**Entries provided**
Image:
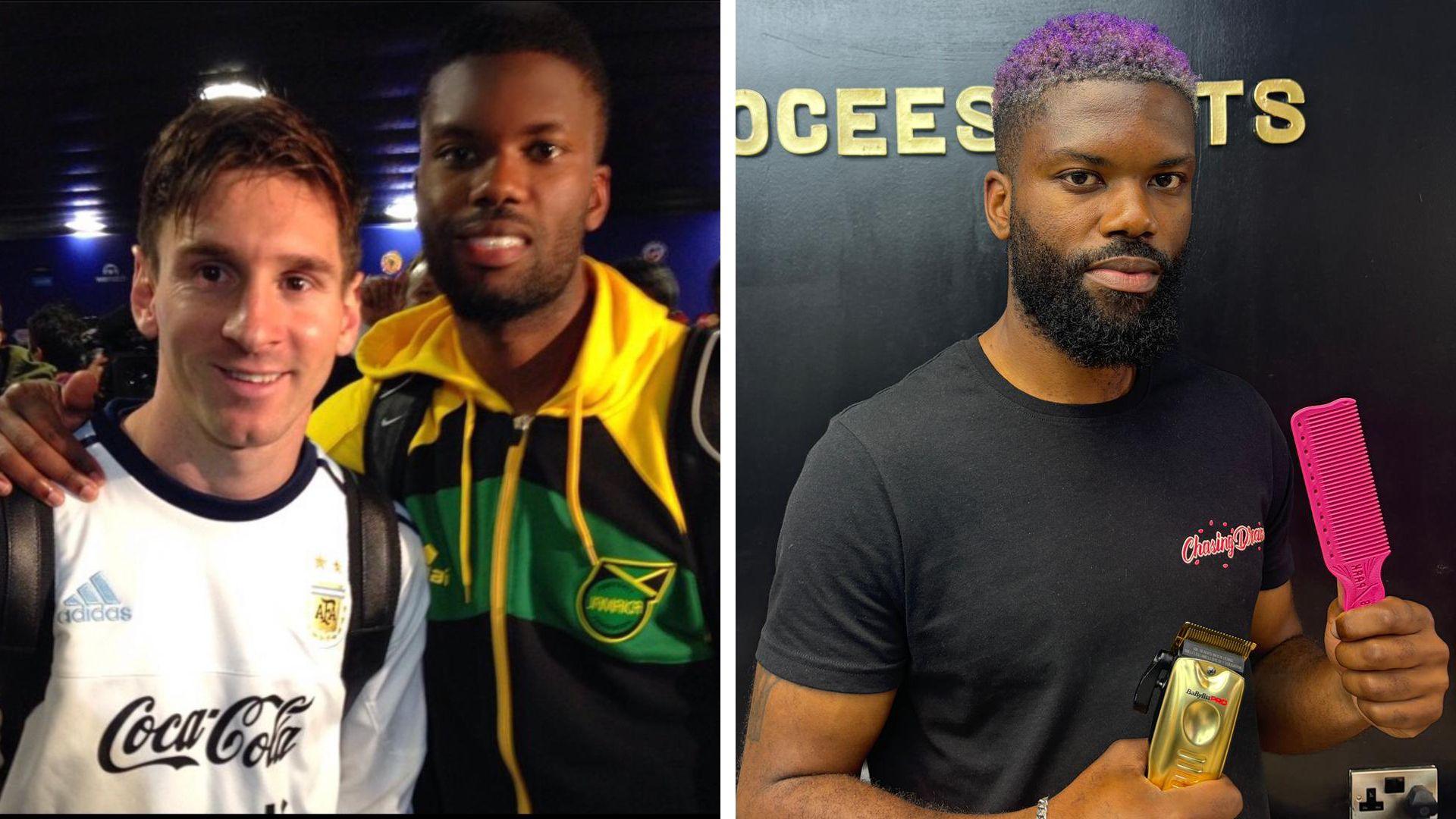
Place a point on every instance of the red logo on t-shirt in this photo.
* * *
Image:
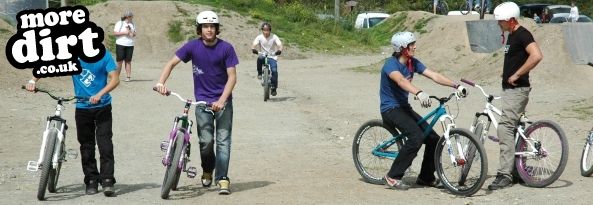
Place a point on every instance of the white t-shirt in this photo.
...
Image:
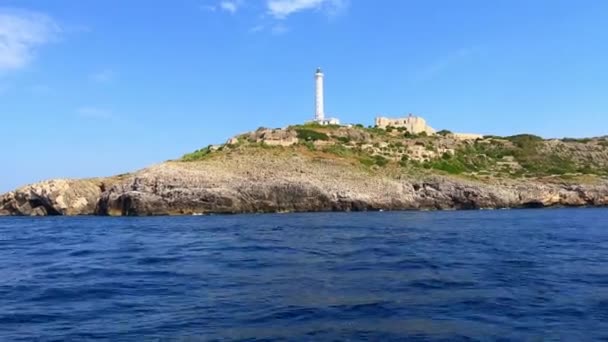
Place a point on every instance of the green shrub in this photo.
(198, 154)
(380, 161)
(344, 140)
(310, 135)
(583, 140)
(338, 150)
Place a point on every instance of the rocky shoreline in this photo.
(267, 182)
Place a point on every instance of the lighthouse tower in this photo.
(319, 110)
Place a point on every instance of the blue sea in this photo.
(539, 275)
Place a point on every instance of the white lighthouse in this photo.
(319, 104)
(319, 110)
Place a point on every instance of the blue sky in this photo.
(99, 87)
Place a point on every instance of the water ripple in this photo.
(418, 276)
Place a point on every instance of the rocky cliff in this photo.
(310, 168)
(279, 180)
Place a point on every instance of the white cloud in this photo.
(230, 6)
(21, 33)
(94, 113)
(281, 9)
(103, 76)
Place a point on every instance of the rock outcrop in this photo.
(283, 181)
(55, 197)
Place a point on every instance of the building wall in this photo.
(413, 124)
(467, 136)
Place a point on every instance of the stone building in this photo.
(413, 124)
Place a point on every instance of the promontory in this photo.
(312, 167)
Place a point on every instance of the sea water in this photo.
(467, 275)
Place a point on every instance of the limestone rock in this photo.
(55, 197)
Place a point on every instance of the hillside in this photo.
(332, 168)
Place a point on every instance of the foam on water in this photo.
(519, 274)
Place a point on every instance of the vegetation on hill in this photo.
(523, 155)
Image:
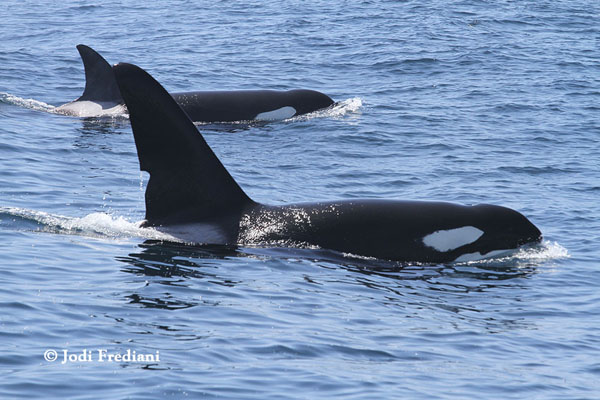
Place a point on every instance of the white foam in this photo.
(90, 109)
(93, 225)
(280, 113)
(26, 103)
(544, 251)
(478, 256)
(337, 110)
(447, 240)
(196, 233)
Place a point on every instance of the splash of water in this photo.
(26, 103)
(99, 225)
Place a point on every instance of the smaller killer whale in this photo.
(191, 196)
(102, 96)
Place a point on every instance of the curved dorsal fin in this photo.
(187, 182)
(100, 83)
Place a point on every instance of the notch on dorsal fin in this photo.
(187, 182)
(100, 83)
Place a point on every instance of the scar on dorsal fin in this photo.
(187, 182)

**Task**
List every line above that contains the word "blue". Case counts, so include only lines where it appears in that same case.

**Full solution**
Place a point on every instance of the blue sea in this photo.
Place a point on every instance of the blue sky in this photo.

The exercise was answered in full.